-- START Supplied data --

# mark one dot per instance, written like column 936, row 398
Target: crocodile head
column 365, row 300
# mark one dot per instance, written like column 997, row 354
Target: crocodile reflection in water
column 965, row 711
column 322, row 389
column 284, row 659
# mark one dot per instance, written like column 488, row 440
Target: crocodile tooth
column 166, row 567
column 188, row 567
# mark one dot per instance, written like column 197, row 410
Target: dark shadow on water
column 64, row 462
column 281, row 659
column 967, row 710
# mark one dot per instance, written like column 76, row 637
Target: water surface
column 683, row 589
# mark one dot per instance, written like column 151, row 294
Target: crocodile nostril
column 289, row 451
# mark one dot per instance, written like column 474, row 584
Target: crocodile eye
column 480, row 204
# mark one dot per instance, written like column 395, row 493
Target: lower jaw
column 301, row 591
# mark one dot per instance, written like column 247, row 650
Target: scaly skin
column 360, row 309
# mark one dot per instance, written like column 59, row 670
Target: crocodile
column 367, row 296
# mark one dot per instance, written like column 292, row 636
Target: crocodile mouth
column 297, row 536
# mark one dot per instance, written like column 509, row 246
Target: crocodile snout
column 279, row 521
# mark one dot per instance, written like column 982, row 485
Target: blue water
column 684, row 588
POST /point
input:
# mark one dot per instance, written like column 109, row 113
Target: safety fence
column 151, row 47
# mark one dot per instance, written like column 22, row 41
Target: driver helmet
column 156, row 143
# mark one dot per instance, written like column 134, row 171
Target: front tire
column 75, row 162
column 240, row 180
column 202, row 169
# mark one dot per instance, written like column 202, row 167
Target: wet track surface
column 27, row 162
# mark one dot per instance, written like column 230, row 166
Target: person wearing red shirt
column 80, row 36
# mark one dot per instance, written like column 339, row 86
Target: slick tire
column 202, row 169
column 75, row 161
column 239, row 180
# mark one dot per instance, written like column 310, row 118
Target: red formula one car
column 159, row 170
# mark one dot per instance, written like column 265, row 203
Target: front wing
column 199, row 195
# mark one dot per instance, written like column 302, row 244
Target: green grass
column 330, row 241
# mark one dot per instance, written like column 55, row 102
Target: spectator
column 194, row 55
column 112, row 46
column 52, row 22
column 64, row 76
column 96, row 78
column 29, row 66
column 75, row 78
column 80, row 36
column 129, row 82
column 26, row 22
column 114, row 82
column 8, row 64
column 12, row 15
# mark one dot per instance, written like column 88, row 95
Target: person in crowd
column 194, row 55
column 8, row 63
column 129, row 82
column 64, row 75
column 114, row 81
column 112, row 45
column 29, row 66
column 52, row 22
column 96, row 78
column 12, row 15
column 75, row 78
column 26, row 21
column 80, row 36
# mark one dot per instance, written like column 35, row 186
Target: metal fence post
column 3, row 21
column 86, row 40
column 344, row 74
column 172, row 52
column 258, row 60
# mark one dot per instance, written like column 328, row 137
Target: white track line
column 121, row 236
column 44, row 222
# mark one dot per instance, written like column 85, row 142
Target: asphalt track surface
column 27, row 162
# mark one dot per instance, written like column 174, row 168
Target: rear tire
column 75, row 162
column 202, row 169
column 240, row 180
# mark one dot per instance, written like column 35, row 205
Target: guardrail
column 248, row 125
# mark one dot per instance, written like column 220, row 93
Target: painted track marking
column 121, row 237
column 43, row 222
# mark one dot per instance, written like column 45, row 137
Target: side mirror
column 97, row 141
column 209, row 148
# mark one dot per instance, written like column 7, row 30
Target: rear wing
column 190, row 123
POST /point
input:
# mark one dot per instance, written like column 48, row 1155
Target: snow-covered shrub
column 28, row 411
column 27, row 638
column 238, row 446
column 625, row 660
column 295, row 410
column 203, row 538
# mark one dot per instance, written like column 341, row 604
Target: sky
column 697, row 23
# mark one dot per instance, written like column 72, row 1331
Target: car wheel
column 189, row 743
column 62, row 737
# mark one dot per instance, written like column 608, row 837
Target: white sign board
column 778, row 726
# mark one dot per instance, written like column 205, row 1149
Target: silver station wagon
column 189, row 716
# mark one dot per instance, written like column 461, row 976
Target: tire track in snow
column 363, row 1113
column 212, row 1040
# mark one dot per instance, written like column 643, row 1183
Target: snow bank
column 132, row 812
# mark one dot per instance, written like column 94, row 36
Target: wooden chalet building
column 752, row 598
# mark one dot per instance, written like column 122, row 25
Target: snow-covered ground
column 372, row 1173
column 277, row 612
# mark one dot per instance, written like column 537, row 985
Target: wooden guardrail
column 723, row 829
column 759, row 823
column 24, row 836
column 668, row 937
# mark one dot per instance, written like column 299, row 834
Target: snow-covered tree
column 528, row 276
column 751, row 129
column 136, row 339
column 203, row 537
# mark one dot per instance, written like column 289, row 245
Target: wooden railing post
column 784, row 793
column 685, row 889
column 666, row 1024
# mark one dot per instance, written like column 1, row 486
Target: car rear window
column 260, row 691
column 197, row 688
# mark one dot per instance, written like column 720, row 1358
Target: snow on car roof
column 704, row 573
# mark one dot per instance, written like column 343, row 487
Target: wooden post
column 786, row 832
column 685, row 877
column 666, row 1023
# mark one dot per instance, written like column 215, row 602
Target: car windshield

-- END Supplied data --

[Brief] Present every line of the data above as a numbered list, omitting any blank lines.

[Task result]
1. # mark one dot per instance, written like column 936, row 398
2. Target: crocodile head
3. column 365, row 300
4. # mark one dot per instance, written like column 997, row 354
5. Target: crocodile reflection in water
6. column 965, row 711
7. column 322, row 389
8. column 284, row 659
9. # mark one dot per instance, written like column 488, row 440
10. Target: crocodile tooth
11. column 166, row 567
12. column 188, row 567
13. # mark one dot per instance, written like column 197, row 410
14. Target: dark shadow on water
15. column 64, row 462
16. column 281, row 659
17. column 967, row 710
18. # mark one dot per instance, written like column 76, row 637
19. Target: water surface
20. column 683, row 589
21. # mark one dot per instance, written like column 151, row 294
22. Target: crocodile nostril
23. column 289, row 451
24. # mark one dot per instance, written like column 474, row 584
25. Target: crocodile eye
26. column 480, row 204
27. # mark one dot per instance, written like column 395, row 493
28. Target: lower jaw
29. column 301, row 591
30. # mark one dot per instance, written like column 247, row 650
31. Target: scaly skin
32. column 360, row 309
33. # mark one dot per instance, written like column 59, row 670
34. Target: crocodile
35. column 367, row 296
36. # mark one dot per instance, written like column 292, row 636
37. Target: crocodile mouth
38. column 297, row 536
39. # mark one dot per instance, written like column 509, row 246
40. Target: crocodile snout
41. column 279, row 521
42. # mark one dot per instance, written like column 982, row 485
43. Target: blue water
44. column 684, row 588
45. POST /point
46. input:
47. # mark one dot per instance, written like column 109, row 113
48. Target: safety fence
49. column 151, row 47
50. # mark one dot per instance, written like column 22, row 41
51. Target: driver helmet
52. column 156, row 143
53. # mark one dot per instance, written like column 134, row 171
54. Target: front tire
55. column 75, row 162
56. column 240, row 180
57. column 202, row 169
58. # mark one dot per instance, written like column 202, row 167
59. Target: wet track surface
60. column 27, row 162
61. # mark one dot per instance, written like column 230, row 166
62. Target: person wearing red shirt
63. column 80, row 36
64. # mark one dot per instance, written like column 339, row 86
65. Target: slick tire
66. column 202, row 169
67. column 75, row 161
68. column 239, row 180
69. # mark one dot per instance, written like column 310, row 118
70. Target: red formula one car
71. column 159, row 170
72. # mark one dot per instance, written like column 265, row 203
73. Target: front wing
74. column 199, row 195
75. # mark one dot per instance, written like column 302, row 244
76. Target: green grass
77. column 330, row 241
78. # mark one dot per instance, written like column 55, row 102
79. Target: spectator
80. column 194, row 55
81. column 112, row 46
82. column 52, row 22
83. column 64, row 76
84. column 96, row 78
85. column 29, row 66
86. column 75, row 78
87. column 80, row 36
88. column 129, row 82
89. column 26, row 22
90. column 114, row 82
91. column 8, row 64
92. column 12, row 15
93. # mark one dot per instance, written like column 88, row 95
94. Target: person in crowd
95. column 194, row 55
96. column 8, row 63
97. column 129, row 82
98. column 64, row 75
99. column 114, row 81
100. column 112, row 45
101. column 29, row 66
102. column 52, row 22
103. column 96, row 78
104. column 12, row 15
105. column 75, row 78
106. column 26, row 21
107. column 80, row 36
108. # mark one dot per instance, written like column 35, row 186
109. Target: metal fence post
110. column 3, row 21
111. column 86, row 40
112. column 344, row 74
113. column 172, row 52
114. column 258, row 60
115. # mark one dot per instance, written like column 328, row 137
116. Target: white track line
117. column 121, row 236
118. column 44, row 222
119. # mark one dot per instance, written like column 85, row 142
120. Target: asphalt track surface
121. column 27, row 162
122. # mark one dot per instance, written like column 174, row 168
123. Target: rear tire
124. column 75, row 162
125. column 202, row 169
126. column 240, row 180
127. # mark one dot per instance, written like column 35, row 205
128. Target: guardrail
129. column 248, row 125
130. # mark one dot per instance, written like column 220, row 93
131. Target: painted track marking
132. column 121, row 237
133. column 43, row 222
134. # mark one dot per instance, written like column 45, row 137
135. Target: side mirror
136. column 97, row 141
137. column 209, row 148
138. # mark one dot per instance, written like column 7, row 30
139. Target: rear wing
140. column 190, row 123
141. POST /point
142. input:
143. # mark one dot per instance, written like column 48, row 1155
144. Target: snow-covered shrub
145. column 28, row 411
146. column 27, row 638
147. column 238, row 446
148. column 625, row 660
149. column 295, row 410
150. column 203, row 538
151. # mark one dot per instance, written like column 341, row 604
152. Target: sky
153. column 697, row 23
154. # mark one dot per instance, written like column 72, row 1331
155. Target: car wheel
156. column 189, row 743
157. column 62, row 737
158. # mark one dot per instance, written like column 608, row 837
159. Target: white sign board
160. column 778, row 726
161. # mark one dot per instance, written like column 205, row 1149
162. Target: silver station wagon
163. column 189, row 716
164. # mark one dot per instance, written like column 461, row 976
165. Target: tire track in snow
166. column 363, row 1113
167. column 212, row 1040
168. # mark one dot per instance, written like column 643, row 1183
169. Target: snow bank
170. column 132, row 812
171. # mark one dot per instance, written like column 94, row 36
172. Target: wooden chalet building
173. column 752, row 598
174. # mark one dot per instance, written like column 122, row 25
175. Target: snow-covered ground
176. column 372, row 1173
177. column 277, row 612
178. # mark one dot per instance, written like column 537, row 985
179. Target: wooden guardrail
180. column 723, row 829
181. column 759, row 823
182. column 24, row 836
183. column 668, row 937
184. # mark one dot per instance, written like column 299, row 834
185. Target: snow-covered tree
186. column 528, row 276
187. column 751, row 129
188. column 136, row 339
189. column 203, row 537
190. # mark one dot per instance, written like column 289, row 245
191. Target: wooden railing post
192. column 784, row 793
193. column 685, row 889
194. column 666, row 1024
195. # mark one dot per instance, written like column 1, row 486
196. Target: car rear window
197. column 260, row 691
198. column 197, row 688
199. # mark one dot per instance, written like column 720, row 1358
200. Target: snow on car roof
201. column 704, row 573
202. # mark one dot per instance, written like column 343, row 487
203. Target: wooden post
204. column 786, row 832
205. column 685, row 877
206. column 666, row 1023
207. # mark one dot per instance, written like column 215, row 602
208. Target: car windshield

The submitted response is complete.